**What is needed:** From the entries below, return exactly the lines beginning at the one that contains "Target to segment: **wildflower**" and ending at the one that contains "Target to segment: **burgundy floral dress**", both of them included, and only those lines.

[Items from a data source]
---------------
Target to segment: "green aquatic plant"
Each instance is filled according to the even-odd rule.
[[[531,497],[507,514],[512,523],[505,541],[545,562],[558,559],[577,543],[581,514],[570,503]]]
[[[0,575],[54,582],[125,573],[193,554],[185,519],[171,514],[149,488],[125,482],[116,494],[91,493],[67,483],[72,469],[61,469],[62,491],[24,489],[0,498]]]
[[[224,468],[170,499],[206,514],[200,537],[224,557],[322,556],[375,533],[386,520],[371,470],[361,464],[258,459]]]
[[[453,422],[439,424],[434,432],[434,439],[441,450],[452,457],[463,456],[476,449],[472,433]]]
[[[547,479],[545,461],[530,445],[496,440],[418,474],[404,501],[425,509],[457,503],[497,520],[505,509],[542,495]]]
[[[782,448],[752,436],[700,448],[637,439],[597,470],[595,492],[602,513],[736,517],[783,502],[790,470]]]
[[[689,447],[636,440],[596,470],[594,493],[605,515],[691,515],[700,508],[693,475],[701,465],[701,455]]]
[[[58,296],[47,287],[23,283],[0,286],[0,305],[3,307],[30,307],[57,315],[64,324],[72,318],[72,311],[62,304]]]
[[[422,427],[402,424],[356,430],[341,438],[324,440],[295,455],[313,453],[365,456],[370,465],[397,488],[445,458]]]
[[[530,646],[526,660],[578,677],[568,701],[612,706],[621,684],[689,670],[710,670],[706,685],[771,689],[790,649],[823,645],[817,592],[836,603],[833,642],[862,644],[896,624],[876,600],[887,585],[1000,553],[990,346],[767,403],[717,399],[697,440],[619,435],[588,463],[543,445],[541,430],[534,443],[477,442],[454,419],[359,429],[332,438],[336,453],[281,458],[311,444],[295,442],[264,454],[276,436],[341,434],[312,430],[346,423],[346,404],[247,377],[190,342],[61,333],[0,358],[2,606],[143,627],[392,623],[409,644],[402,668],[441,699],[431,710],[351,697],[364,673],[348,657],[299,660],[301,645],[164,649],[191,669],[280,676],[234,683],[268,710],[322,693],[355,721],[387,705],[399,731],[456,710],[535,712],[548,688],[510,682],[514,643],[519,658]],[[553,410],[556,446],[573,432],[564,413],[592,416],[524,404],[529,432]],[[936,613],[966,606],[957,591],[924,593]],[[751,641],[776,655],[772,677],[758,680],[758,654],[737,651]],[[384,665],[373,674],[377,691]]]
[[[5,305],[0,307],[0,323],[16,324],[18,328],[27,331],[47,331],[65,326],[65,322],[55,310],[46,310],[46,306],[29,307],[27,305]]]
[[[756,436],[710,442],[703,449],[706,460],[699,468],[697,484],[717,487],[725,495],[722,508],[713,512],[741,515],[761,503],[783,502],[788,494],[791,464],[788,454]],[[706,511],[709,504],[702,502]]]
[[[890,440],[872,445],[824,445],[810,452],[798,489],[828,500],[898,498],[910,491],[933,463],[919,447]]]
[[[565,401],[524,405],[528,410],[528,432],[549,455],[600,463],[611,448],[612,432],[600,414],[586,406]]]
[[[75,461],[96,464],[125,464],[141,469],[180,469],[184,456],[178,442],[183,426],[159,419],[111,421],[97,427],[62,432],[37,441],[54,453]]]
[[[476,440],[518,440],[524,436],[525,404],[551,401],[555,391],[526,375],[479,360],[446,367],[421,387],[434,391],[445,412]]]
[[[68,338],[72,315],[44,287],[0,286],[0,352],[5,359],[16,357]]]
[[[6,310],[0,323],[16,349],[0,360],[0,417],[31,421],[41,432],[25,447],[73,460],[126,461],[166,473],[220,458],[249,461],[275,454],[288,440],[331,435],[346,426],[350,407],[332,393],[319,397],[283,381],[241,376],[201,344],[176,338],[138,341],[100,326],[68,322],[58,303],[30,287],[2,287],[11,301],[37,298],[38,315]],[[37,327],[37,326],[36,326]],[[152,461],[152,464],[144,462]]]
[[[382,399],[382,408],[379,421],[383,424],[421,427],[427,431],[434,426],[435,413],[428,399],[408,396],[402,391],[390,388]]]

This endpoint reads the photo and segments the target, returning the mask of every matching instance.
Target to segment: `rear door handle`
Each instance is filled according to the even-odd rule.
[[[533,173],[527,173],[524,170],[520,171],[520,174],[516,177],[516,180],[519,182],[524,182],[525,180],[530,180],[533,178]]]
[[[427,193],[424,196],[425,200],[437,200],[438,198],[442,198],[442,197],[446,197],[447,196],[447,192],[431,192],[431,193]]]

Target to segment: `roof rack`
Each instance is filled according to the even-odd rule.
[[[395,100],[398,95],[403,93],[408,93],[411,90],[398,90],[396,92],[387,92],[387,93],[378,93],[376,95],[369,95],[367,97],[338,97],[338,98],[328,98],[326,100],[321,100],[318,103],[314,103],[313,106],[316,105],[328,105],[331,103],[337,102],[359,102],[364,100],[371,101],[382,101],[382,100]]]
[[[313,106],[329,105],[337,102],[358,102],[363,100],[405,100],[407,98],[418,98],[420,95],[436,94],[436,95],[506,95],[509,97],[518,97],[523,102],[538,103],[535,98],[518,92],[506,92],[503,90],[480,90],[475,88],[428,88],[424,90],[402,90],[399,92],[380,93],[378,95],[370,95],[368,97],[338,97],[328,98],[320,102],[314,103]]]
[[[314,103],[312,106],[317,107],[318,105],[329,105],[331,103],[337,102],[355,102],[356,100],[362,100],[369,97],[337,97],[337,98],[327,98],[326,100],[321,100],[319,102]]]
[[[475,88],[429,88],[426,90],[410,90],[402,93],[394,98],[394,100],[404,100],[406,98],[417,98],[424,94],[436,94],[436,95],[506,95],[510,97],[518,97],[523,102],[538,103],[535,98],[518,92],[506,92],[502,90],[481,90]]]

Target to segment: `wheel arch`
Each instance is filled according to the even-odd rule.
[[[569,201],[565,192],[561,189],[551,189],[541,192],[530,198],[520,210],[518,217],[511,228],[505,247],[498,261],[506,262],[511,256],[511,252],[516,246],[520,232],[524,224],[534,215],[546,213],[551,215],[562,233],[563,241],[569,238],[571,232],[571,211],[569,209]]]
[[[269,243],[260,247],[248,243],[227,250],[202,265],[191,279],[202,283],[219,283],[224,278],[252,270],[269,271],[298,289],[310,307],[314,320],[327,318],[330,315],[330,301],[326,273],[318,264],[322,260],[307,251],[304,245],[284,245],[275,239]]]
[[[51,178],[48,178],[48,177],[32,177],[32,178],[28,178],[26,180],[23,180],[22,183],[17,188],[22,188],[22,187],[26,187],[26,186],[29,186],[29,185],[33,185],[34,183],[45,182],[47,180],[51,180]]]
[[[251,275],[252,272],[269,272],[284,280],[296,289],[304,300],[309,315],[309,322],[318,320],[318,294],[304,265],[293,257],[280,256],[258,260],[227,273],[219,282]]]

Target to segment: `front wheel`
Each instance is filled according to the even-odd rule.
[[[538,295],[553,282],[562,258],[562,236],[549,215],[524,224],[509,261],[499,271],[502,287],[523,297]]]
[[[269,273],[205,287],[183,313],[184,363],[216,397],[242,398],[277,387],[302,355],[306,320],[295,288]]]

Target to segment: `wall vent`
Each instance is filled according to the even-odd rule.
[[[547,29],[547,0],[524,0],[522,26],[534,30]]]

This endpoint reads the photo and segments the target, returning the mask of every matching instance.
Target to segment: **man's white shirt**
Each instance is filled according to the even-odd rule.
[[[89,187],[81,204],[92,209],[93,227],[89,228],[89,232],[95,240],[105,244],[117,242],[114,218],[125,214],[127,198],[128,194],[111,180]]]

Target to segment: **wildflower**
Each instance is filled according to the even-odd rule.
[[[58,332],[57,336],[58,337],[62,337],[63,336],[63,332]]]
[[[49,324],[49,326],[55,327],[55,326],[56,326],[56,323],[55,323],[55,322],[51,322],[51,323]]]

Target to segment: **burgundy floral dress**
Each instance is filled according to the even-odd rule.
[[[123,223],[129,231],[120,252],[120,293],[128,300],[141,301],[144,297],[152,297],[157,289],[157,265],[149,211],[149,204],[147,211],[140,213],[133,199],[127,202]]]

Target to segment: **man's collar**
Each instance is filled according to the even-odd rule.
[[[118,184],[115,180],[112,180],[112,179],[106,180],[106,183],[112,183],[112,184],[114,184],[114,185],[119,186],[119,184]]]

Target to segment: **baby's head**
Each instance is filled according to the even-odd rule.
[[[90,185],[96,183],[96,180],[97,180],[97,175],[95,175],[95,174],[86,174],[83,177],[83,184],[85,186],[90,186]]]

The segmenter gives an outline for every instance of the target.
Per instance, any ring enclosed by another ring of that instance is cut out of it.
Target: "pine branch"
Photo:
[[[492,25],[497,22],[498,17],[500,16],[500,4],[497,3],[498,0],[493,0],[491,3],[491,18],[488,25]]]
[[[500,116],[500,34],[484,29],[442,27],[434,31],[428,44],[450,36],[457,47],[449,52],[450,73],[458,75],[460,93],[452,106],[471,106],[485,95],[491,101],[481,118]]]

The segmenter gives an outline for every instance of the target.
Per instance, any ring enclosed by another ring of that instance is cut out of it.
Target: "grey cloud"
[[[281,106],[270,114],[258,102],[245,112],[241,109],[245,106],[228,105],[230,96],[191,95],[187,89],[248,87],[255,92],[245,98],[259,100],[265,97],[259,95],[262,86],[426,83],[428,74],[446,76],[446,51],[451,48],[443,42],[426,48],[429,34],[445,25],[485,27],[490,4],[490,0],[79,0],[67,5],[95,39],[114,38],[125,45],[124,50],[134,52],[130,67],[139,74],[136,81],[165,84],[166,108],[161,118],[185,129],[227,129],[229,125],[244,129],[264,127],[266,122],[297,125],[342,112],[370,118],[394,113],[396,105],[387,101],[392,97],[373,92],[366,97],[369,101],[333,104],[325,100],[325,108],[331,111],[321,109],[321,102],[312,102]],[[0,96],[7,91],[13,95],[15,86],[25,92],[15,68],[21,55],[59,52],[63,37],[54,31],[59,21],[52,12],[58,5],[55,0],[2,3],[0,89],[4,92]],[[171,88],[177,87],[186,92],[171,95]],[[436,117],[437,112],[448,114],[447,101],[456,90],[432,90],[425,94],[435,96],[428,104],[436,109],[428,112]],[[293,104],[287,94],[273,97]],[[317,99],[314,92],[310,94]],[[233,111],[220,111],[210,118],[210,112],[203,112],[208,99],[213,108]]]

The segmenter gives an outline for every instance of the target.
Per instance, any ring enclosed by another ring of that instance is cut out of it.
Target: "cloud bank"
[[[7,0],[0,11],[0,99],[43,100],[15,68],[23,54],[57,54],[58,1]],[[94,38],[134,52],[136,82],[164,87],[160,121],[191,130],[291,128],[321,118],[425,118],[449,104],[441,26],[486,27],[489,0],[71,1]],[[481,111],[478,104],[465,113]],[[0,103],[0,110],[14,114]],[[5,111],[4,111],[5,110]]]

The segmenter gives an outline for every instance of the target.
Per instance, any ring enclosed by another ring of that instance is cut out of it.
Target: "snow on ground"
---------------
**Exercise result:**
Target to segment: **wildflower**
Each instance is filled according to the even-odd rule.
[[[58,332],[57,336],[58,337],[62,337],[63,336],[63,332]]]
[[[49,324],[49,326],[55,327],[55,326],[56,326],[56,323],[55,323],[55,322],[51,322],[51,323]]]

Target to segment: **burgundy floral dress**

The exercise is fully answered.